---- Source passage

A friend of mine is a respected professor of Jewish history at a prominent university. She recently told this story about herself. She’s in her early 70s and she says she thinks the story is a sign that she is “losing it.” I think that it is really a story about her discovering herself – and in a way that could even be life-saving.
My friend recently asked a librarian at her university to recall a book that she needed for a research project. The book had been checked out by another library user, so the librarian did a quick search on the computer system. The librarian told her, “I’ll try to do the recall, but the book seems to have been checked out by a faculty member. They are often slow to respond to recall notices.”
My friend said to the librarian with a sigh, “Well, give it a try.”
About half an hour later, my friend noticed that she had received an email from the library. “Oh, good,” she thought, “maybe they got the book back.” But when she opened the email, she saw that it was actually a notice asking her to return a book she had checked out that another library user wanted. Yes, it was the same book she had just requested to have recalled. Yes, she was the one who had checked the book out in the first place.
If that story sounds funny, it might be because it’s familiar to you. Most of us have had an experience of discovering that we have been – so to speak – chasing our own tails. I remember an experience I had, back when cell phones were still a new thing, of trying to program my new phone to accept calls forwarded from my old phone number. I kept trying to set up the system, but every time I tested it, I was interrupted by my cell phone ringing. With some exasperation, I would interrupt my work to answer the call, but I kept being frustrated because when I accepted the call there was no one there. I did this three times before I realized that the phone calls were actually coming from me. I was the one calling myself, of course, as I was testing to see if the calls were being forwarded. I had been the dog chasing its own tail.
Experiences like that can be unnerving, and a bit embarrassing, but I want to argue that they can also serve a very useful purpose. Sometimes, being caught in a feedback loop like this can bring a moment of insight. It can be a moment when we discover the need to change a fault in ourselves that we have overlooked or ignored until the moment we find ourselves chasing our own tail.
My friend the professor discovered that her habit of piling up library books on her desk until she didn’t even know which books she had – could be a real nuisance to other people. She didn’t notice it until she became her own victim. I discovered that I am too easily frustrated and feel aggrieved when I think someone is interrupting me. I didn’t notice it until I put myself in the unusual position of interrupting myself.

--------

▸ Requirements
1 – Give again the stretch of the library-recall essay from "My friend the" through "of interrupting myself.", word for word.
2 – Collect every line of the records below that contains the string "garland".

---- Provided entries

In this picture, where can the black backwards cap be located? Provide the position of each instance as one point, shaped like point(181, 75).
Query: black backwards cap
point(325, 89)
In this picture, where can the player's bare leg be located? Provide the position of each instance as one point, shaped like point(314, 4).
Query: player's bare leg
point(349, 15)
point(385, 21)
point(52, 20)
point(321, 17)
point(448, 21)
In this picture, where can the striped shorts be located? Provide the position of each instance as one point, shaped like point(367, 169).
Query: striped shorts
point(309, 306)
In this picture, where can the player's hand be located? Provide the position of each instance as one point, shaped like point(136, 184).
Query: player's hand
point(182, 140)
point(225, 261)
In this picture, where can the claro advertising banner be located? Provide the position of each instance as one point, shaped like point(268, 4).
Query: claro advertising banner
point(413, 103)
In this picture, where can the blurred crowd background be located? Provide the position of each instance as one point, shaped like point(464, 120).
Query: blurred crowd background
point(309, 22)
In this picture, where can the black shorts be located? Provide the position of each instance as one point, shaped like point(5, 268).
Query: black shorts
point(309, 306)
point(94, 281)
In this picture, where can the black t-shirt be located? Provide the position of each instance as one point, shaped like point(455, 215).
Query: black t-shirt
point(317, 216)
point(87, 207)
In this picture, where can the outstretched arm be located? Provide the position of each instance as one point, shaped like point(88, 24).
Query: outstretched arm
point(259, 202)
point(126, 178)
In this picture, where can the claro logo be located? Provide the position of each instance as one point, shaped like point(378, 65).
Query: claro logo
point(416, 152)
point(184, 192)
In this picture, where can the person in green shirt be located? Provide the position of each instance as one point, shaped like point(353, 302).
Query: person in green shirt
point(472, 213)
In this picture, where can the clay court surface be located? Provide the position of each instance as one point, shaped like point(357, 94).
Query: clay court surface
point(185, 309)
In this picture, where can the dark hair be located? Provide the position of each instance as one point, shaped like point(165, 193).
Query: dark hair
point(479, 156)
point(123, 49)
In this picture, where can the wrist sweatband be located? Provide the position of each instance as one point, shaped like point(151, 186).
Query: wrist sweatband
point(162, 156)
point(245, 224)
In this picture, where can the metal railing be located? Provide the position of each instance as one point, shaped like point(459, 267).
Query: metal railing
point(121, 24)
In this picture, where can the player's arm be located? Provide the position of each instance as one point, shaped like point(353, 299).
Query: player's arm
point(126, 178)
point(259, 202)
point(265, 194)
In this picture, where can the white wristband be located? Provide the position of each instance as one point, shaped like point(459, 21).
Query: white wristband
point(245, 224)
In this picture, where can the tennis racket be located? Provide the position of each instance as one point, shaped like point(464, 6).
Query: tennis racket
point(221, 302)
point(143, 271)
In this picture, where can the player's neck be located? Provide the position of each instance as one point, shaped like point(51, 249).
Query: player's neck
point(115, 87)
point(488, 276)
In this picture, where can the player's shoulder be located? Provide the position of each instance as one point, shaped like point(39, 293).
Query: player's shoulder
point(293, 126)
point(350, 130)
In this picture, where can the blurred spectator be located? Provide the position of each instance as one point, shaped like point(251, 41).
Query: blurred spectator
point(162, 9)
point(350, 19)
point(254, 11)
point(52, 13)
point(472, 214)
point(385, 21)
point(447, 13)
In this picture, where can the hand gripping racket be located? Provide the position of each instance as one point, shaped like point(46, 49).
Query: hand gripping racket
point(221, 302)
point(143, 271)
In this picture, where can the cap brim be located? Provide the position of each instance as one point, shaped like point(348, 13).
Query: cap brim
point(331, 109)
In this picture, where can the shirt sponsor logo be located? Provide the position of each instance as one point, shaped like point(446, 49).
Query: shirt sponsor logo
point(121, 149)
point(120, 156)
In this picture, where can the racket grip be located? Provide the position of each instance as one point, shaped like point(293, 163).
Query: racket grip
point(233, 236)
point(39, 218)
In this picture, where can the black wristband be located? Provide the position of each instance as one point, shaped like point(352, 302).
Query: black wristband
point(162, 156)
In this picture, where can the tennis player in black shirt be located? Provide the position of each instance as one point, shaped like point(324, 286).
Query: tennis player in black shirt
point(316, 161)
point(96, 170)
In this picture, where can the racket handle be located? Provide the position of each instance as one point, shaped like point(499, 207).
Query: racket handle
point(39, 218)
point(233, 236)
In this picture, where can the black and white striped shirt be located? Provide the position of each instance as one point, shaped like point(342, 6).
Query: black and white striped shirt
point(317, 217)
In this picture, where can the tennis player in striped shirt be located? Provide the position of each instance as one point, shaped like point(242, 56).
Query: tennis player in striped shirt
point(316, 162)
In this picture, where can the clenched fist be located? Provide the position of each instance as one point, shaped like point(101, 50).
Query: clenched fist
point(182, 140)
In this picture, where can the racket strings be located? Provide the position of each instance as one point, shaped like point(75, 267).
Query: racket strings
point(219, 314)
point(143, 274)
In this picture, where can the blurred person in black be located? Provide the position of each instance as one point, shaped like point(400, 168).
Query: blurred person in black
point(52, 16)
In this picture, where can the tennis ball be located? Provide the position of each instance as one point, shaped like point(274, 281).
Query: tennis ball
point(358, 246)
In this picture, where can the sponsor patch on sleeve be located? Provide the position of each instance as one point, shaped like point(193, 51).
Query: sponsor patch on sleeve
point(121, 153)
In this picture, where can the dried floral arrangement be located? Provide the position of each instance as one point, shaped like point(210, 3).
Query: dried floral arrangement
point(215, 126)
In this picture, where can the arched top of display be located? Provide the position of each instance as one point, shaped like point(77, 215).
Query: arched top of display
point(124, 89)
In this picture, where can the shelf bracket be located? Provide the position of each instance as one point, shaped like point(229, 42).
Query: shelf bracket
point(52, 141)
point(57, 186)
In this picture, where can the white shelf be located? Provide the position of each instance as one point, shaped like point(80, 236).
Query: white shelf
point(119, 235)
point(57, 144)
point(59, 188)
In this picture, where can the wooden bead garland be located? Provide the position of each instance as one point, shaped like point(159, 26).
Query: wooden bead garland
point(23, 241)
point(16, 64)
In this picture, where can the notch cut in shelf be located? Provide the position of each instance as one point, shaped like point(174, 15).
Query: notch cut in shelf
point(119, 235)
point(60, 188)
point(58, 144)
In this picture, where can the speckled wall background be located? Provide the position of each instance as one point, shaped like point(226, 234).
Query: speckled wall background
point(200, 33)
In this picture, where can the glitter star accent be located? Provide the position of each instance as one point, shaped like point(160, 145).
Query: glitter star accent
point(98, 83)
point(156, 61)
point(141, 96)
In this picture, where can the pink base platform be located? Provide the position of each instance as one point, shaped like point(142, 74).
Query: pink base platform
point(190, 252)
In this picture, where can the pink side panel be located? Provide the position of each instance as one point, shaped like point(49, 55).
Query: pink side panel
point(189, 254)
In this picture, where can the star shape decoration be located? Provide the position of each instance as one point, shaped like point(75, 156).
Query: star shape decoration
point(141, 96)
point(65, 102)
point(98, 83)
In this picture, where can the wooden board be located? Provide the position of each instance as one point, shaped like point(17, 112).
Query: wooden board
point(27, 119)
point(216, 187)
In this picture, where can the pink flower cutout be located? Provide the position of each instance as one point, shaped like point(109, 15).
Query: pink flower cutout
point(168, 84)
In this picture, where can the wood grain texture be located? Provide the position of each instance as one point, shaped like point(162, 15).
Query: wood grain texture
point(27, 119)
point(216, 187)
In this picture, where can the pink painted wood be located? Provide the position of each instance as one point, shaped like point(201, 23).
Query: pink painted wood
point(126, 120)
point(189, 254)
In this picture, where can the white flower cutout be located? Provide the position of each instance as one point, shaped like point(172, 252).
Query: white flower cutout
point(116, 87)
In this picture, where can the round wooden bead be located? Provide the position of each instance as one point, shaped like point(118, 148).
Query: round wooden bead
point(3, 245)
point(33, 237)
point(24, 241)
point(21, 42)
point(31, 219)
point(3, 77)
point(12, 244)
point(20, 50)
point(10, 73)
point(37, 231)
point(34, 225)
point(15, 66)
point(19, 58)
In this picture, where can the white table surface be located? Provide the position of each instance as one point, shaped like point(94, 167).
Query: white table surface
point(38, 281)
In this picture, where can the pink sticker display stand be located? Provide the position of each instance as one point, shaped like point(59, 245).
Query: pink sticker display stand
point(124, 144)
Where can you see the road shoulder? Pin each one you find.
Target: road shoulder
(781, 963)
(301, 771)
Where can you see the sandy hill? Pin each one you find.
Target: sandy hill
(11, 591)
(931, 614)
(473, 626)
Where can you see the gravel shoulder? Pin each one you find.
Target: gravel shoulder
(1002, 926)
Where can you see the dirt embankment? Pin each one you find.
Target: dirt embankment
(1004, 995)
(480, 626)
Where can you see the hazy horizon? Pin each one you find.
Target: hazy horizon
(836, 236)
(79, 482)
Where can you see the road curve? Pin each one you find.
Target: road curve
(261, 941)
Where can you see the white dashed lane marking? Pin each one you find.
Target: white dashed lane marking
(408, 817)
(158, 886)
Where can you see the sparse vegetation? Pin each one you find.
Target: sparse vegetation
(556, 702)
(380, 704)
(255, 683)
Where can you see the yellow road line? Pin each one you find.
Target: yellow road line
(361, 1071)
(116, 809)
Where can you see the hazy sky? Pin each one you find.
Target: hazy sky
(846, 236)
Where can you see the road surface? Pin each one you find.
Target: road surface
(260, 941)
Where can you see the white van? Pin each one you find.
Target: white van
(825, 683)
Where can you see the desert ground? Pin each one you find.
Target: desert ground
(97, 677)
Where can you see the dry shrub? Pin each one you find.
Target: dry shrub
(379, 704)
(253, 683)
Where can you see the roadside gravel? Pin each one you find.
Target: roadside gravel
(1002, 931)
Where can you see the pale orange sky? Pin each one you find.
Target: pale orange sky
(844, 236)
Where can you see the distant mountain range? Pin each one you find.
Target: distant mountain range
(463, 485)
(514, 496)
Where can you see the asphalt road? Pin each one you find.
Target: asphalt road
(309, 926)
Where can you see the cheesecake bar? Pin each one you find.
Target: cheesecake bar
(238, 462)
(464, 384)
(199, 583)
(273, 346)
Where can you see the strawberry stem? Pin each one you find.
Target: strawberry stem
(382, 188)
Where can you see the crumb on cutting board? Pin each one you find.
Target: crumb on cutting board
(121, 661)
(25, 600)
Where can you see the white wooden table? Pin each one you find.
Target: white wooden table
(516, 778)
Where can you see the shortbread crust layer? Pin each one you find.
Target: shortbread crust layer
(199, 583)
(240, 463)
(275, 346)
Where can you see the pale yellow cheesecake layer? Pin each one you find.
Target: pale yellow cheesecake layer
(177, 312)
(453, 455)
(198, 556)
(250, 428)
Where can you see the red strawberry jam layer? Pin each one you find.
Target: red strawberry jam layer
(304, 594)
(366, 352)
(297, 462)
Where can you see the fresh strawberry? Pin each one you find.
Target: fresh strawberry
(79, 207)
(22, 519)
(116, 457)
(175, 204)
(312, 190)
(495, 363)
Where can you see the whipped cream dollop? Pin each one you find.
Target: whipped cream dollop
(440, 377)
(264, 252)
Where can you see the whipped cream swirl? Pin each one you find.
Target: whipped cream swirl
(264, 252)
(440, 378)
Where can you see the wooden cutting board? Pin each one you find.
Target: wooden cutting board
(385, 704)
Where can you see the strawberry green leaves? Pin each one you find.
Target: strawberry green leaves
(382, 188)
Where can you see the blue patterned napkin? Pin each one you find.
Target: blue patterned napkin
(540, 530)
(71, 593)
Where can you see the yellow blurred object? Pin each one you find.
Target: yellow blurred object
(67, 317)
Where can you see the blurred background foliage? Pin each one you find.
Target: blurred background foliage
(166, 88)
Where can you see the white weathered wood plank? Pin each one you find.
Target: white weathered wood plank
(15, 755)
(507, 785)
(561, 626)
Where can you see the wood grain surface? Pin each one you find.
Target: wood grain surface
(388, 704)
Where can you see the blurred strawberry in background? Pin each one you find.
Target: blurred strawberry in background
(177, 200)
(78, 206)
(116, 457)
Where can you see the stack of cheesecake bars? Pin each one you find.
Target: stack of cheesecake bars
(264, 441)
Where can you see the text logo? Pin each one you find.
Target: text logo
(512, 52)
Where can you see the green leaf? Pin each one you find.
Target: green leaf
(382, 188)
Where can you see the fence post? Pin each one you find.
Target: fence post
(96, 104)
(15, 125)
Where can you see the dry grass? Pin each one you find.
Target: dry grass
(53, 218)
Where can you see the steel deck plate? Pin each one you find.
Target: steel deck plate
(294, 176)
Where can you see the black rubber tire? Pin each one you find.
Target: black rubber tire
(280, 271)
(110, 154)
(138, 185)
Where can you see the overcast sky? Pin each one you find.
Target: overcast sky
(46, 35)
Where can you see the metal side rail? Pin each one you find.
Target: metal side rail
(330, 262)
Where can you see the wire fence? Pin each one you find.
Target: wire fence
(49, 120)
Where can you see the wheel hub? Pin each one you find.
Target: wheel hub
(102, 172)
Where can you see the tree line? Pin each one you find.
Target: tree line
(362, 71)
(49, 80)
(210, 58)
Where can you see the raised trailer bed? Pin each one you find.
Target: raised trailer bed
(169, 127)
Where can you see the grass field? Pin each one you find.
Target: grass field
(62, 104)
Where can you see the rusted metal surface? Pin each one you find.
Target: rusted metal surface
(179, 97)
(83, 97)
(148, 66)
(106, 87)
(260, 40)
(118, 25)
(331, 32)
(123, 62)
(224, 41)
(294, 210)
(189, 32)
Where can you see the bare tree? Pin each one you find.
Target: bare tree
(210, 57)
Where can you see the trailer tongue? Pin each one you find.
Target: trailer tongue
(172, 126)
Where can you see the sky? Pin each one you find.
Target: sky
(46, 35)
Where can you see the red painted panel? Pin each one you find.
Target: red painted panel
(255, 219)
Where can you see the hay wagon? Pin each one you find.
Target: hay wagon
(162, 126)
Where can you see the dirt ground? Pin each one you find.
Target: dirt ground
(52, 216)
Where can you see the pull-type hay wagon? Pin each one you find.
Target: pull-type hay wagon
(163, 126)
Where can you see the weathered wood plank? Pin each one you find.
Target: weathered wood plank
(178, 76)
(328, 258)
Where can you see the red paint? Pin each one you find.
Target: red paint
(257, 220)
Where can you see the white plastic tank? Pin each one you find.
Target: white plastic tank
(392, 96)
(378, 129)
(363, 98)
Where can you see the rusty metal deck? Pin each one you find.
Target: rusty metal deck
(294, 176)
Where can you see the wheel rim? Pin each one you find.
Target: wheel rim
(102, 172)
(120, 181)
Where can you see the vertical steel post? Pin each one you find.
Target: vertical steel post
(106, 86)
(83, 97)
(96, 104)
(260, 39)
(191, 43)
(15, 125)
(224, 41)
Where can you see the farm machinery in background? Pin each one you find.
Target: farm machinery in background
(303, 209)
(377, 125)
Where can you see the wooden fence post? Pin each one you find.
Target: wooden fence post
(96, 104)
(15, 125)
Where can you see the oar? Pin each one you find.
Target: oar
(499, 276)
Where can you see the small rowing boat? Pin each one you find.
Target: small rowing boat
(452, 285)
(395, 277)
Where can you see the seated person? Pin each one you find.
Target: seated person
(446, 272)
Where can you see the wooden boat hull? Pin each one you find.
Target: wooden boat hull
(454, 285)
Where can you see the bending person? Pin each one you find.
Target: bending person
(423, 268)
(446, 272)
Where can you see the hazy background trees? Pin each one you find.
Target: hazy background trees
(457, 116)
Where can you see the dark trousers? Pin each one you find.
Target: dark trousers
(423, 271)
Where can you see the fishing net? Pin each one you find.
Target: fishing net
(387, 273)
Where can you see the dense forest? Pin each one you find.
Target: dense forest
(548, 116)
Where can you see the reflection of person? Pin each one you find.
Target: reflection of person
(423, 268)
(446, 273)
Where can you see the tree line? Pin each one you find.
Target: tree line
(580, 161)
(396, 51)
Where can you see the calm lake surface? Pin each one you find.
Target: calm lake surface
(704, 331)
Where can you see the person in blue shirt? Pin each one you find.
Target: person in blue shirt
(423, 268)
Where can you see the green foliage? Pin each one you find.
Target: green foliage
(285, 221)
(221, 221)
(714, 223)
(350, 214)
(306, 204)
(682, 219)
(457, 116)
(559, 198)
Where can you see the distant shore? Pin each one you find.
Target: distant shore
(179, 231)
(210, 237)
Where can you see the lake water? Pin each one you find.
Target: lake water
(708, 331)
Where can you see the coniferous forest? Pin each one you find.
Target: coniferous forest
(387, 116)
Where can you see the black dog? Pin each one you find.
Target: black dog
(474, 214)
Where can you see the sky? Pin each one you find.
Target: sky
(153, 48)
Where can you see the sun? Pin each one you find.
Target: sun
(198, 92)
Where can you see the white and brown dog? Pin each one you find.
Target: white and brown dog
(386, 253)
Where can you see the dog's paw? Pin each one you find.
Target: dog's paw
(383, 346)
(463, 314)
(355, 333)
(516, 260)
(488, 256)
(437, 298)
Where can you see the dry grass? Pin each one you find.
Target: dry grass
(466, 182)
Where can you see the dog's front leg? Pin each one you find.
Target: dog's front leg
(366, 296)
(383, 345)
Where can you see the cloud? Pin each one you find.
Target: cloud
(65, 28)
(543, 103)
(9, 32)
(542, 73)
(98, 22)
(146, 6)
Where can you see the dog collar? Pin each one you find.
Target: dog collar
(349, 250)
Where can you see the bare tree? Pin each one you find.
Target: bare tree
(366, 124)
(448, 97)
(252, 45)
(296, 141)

--------

▸ The answers
1 –
My friend the professor discovered that her habit of piling up library books on her desk until she didn’t even know which books she had – could be a real nuisance to other people. She didn’t notice it until she became her own victim. I discovered that I am too easily frustrated and feel aggrieved when I think someone is interrupting me. I didn’t notice it until I put myself in the unusual position of interrupting myself.

2 –
In this picture, where can the wooden bead garland be located? Provide the position of each instance as one point, shaped like point(159, 26).
Query: wooden bead garland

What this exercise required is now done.